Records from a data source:
........
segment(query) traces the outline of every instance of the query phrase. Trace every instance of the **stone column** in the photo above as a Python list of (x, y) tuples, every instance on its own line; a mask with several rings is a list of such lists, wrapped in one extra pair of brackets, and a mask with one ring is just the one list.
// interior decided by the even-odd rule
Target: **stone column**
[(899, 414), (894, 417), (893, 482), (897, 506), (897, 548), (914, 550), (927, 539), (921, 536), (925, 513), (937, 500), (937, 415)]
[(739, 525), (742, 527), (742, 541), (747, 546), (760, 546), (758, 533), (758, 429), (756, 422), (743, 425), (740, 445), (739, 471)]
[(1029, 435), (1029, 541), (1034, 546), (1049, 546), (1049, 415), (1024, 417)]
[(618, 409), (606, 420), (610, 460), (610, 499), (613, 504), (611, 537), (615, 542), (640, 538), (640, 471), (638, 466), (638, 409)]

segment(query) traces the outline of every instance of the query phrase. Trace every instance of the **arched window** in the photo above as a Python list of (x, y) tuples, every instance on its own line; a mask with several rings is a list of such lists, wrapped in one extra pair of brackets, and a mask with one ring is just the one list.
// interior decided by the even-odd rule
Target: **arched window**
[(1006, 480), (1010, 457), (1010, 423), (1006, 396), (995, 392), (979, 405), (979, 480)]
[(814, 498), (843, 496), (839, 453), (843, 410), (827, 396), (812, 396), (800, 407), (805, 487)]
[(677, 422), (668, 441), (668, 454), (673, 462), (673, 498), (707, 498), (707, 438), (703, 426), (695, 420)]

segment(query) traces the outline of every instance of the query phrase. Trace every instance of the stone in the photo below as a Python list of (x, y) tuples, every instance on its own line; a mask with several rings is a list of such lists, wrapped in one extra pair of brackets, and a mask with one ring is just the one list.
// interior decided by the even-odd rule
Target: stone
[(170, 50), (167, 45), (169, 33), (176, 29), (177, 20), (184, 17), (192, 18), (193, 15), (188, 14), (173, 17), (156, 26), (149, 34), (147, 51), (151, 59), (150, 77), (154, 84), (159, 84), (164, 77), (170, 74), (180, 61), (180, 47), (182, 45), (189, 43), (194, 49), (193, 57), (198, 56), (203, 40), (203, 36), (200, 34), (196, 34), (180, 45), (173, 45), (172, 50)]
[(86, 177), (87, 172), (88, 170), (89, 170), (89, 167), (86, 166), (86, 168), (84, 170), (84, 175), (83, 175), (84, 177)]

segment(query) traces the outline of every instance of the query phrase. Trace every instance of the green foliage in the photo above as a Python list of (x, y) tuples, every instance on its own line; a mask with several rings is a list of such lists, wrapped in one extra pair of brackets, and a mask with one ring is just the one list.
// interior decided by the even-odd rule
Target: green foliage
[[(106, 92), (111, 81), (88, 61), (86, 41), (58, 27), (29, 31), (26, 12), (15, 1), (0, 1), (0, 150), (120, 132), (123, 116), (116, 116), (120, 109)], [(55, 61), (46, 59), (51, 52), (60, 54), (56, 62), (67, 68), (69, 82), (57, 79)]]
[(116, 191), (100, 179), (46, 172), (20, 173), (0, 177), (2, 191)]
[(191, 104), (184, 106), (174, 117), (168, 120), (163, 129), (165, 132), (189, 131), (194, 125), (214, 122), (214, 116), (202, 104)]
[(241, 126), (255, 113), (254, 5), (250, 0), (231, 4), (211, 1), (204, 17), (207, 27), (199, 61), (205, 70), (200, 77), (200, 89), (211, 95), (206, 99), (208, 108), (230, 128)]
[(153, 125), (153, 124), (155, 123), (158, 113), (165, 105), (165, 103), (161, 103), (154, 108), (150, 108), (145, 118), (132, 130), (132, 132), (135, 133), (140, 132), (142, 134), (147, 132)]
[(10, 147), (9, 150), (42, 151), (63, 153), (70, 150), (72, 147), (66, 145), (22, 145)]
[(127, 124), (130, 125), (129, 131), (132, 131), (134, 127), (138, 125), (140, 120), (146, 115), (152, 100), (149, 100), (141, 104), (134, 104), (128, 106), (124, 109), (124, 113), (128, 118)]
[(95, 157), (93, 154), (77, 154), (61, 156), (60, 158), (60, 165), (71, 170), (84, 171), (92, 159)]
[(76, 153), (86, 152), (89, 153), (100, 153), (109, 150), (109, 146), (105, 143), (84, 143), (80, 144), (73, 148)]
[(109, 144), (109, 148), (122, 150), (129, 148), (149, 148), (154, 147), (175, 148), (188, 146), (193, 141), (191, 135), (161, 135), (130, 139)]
........
### [GOAL]
Please quote all of the rows above word for word, without changing anything.

### [ANSWER]
segment(query) traces the outline of every instance of the query phrase. Trace every instance of the **stone column** in the photo above as a Python list of (x, y) tuples, every instance on its own line; a mask with several rings is a list of such lists, wrapped in one extra pair of brackets, and a mask with one ring is just the one list.
// interior decided by the even-odd rule
Target: **stone column**
[(899, 414), (894, 417), (893, 482), (897, 506), (897, 548), (914, 550), (927, 539), (921, 536), (925, 513), (937, 500), (937, 415)]
[(739, 525), (742, 527), (742, 541), (747, 546), (760, 546), (758, 533), (758, 429), (756, 422), (743, 425), (740, 445), (739, 471)]
[(1029, 435), (1029, 541), (1034, 546), (1049, 546), (1049, 415), (1024, 417)]
[(618, 409), (606, 420), (610, 460), (610, 499), (613, 504), (611, 537), (615, 542), (640, 538), (640, 471), (638, 466), (638, 409)]

segment(query) traces the outline of every instance of the query phrase. Trace every instance of the **arched window** in the photo above as a Python list of (x, y) tuples, every instance on its own line; a mask with several rings is a list of such lists, wrapped in one extra pair of brackets, and a mask with one ring is just the one list.
// interior decided by the even-odd rule
Target: **arched window**
[(1006, 480), (1010, 457), (1010, 423), (1006, 396), (995, 392), (979, 405), (979, 480)]
[(814, 498), (843, 496), (839, 453), (843, 410), (827, 396), (812, 396), (800, 407), (805, 487)]
[(677, 422), (668, 441), (668, 454), (673, 462), (673, 498), (707, 498), (707, 438), (703, 426), (695, 420)]

segment(query) traces the outline of every instance of the query phrase. Trace every instance of the stone in the photo below as a Python list of (x, y) tuples, every instance on its own line; a mask with several rings is a list of such lists, wrapped in one extra pair of brackets, and a mask with one ring is just the one list.
// interior decided by the even-odd rule
Target: stone
[(170, 50), (167, 45), (169, 33), (176, 29), (177, 20), (184, 17), (192, 18), (193, 15), (188, 14), (173, 17), (156, 26), (149, 34), (147, 51), (151, 59), (150, 77), (154, 84), (159, 84), (164, 77), (170, 74), (180, 61), (180, 47), (182, 45), (189, 43), (194, 49), (193, 57), (198, 56), (203, 40), (203, 36), (200, 34), (196, 34), (180, 45), (173, 45), (172, 50)]
[(86, 177), (87, 172), (88, 170), (89, 170), (89, 167), (86, 166), (86, 168), (84, 170), (84, 175), (83, 175), (84, 177)]

segment(query) traces the outline of every instance of the query phrase. Trace every instance of the green foliage in the photo above as a Python list of (x, y) tuples, every instance on its own line; a mask with several rings is a list of such lists, wrapped in one extra pair of brackets, and a mask with one ring is just the one list.
// interior decided by the even-odd rule
Target: green foliage
[[(106, 92), (111, 81), (88, 61), (86, 41), (58, 27), (29, 31), (26, 12), (15, 1), (0, 1), (0, 150), (120, 132), (123, 116), (116, 116), (120, 109)], [(55, 61), (46, 59), (51, 52), (60, 54), (56, 62), (67, 68), (69, 82), (57, 79)]]
[(116, 191), (100, 179), (46, 172), (20, 173), (0, 177), (2, 191)]
[(191, 104), (184, 106), (174, 117), (168, 120), (163, 129), (165, 132), (189, 131), (194, 125), (214, 122), (214, 116), (202, 104)]
[(241, 126), (255, 113), (254, 5), (250, 0), (231, 4), (211, 1), (204, 17), (207, 27), (199, 61), (205, 70), (200, 77), (200, 89), (211, 95), (206, 99), (208, 108), (230, 128)]
[(153, 125), (153, 124), (155, 123), (158, 113), (165, 105), (165, 103), (161, 103), (154, 108), (150, 108), (145, 118), (132, 130), (132, 132), (135, 133), (140, 132), (142, 134), (147, 132)]
[(10, 147), (9, 150), (42, 151), (63, 153), (70, 150), (72, 147), (66, 145), (22, 145)]
[(127, 124), (130, 125), (129, 131), (132, 131), (134, 127), (138, 125), (140, 120), (146, 115), (152, 100), (149, 100), (141, 104), (134, 104), (128, 106), (124, 109), (124, 113), (128, 118)]
[(95, 157), (93, 154), (77, 154), (61, 156), (60, 158), (60, 165), (71, 170), (84, 171), (92, 159)]
[(76, 153), (86, 152), (89, 153), (100, 153), (109, 150), (109, 146), (105, 143), (84, 143), (80, 144), (73, 148)]
[(109, 144), (109, 148), (122, 150), (129, 148), (149, 148), (154, 147), (175, 148), (188, 146), (193, 141), (191, 135), (161, 135), (130, 139)]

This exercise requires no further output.